*MATERIAL FOR THIS TASK*.
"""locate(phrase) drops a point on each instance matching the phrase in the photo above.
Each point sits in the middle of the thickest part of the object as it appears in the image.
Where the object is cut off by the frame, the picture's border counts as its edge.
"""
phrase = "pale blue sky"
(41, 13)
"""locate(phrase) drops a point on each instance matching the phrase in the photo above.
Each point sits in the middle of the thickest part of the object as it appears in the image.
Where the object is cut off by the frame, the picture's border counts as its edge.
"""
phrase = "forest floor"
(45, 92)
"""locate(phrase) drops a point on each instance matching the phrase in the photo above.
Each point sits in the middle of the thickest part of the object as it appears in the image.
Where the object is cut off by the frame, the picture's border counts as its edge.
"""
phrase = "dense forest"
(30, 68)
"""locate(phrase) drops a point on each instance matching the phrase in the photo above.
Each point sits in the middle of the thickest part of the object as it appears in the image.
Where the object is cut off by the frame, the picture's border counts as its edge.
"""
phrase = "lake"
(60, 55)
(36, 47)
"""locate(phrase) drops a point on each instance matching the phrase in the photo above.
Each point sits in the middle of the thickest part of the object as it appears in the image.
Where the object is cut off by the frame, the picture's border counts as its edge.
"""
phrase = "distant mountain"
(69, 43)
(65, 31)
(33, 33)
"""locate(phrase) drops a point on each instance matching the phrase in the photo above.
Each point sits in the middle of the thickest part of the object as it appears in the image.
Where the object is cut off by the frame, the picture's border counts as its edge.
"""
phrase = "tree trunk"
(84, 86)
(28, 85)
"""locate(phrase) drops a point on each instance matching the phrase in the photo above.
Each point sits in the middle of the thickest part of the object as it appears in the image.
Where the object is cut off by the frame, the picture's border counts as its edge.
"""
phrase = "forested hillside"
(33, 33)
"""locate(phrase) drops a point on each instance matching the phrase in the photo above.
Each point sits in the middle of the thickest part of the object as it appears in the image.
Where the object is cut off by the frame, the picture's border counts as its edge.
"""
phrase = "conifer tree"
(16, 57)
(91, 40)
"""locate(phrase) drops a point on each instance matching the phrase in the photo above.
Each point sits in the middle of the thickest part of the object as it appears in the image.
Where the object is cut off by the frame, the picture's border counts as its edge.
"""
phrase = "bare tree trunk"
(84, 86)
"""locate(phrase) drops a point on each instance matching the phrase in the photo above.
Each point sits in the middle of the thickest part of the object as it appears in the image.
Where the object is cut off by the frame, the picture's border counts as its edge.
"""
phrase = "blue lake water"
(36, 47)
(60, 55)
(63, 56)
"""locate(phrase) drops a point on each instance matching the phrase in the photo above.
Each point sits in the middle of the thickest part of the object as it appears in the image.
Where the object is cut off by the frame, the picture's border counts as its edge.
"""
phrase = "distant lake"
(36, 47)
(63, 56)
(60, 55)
---
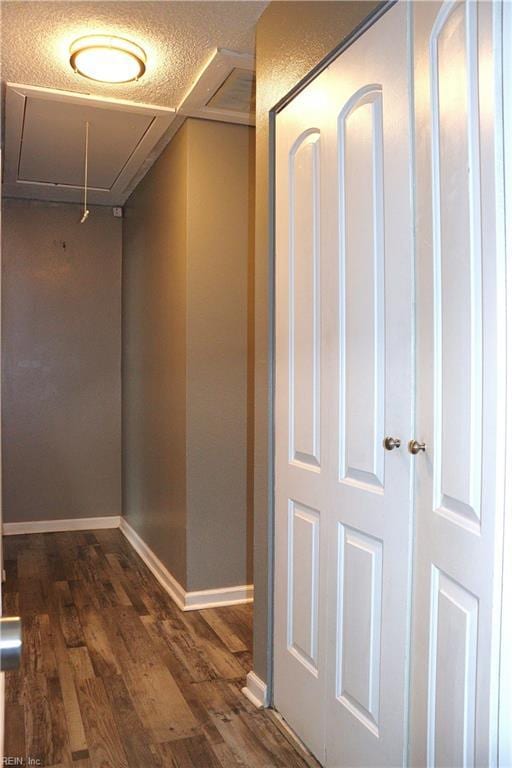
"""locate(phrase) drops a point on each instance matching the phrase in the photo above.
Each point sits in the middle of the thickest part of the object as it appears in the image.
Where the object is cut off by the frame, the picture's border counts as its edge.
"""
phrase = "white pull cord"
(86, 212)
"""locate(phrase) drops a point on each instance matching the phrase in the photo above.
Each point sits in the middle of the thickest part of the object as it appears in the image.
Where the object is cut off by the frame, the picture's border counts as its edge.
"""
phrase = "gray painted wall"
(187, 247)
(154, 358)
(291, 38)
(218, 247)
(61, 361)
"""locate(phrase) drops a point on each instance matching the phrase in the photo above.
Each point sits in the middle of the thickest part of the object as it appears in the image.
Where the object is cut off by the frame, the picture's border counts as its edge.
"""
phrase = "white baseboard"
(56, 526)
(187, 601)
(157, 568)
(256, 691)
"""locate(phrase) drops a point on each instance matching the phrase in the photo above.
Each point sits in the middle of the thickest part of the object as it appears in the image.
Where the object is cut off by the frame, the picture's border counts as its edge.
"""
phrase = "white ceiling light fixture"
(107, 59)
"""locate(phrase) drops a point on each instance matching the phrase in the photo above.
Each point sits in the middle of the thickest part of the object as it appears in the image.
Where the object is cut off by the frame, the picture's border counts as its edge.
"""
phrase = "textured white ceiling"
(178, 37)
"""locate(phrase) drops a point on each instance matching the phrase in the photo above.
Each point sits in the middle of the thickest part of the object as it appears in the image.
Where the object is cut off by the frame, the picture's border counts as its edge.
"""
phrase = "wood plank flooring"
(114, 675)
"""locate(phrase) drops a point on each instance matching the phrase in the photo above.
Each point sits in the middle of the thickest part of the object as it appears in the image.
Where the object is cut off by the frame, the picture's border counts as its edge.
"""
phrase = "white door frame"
...
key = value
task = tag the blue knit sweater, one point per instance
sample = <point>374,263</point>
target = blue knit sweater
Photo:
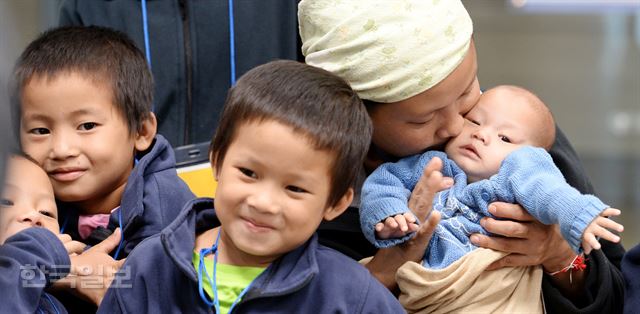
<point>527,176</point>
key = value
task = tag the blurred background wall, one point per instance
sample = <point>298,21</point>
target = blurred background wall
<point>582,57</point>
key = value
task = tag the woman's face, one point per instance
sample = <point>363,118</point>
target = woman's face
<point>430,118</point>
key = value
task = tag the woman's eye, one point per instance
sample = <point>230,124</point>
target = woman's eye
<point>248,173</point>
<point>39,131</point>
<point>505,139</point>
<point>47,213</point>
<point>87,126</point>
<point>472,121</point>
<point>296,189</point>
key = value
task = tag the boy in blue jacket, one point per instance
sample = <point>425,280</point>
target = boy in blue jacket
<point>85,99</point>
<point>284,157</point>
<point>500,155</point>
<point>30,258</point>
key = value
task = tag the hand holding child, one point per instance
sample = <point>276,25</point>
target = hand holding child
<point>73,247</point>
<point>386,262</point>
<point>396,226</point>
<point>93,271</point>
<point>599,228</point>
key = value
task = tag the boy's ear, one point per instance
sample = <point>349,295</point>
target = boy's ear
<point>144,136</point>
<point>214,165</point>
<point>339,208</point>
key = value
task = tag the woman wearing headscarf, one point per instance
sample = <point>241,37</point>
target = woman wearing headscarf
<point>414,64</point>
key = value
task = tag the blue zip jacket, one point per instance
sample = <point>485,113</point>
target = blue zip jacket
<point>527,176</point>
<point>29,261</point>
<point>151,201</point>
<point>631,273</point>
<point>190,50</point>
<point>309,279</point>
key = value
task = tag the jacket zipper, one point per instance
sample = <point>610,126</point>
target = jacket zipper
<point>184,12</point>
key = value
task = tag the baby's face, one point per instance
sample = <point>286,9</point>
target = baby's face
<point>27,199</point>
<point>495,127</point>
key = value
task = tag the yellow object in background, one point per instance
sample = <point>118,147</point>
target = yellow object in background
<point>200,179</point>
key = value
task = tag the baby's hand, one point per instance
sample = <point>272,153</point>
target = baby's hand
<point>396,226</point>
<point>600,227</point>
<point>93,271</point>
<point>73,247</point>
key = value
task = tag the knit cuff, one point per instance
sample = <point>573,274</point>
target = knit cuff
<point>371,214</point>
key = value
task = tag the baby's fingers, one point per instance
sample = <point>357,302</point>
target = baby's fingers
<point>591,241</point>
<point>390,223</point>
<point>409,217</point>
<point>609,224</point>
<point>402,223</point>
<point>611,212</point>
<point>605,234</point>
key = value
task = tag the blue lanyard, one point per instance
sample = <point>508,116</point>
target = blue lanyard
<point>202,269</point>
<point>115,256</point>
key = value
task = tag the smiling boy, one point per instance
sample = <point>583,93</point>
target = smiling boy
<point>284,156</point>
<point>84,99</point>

*ABOUT THIS EXERCISE*. From the data above, return every line from the line that has "sample = <point>276,25</point>" up to and including the line that has "sample = <point>349,295</point>", exactly.

*OUTPUT*.
sample = <point>276,25</point>
target = hand holding child
<point>73,247</point>
<point>386,262</point>
<point>396,226</point>
<point>93,271</point>
<point>599,228</point>
key = value
task = tag the boy's ear, one point per instance
sample = <point>349,295</point>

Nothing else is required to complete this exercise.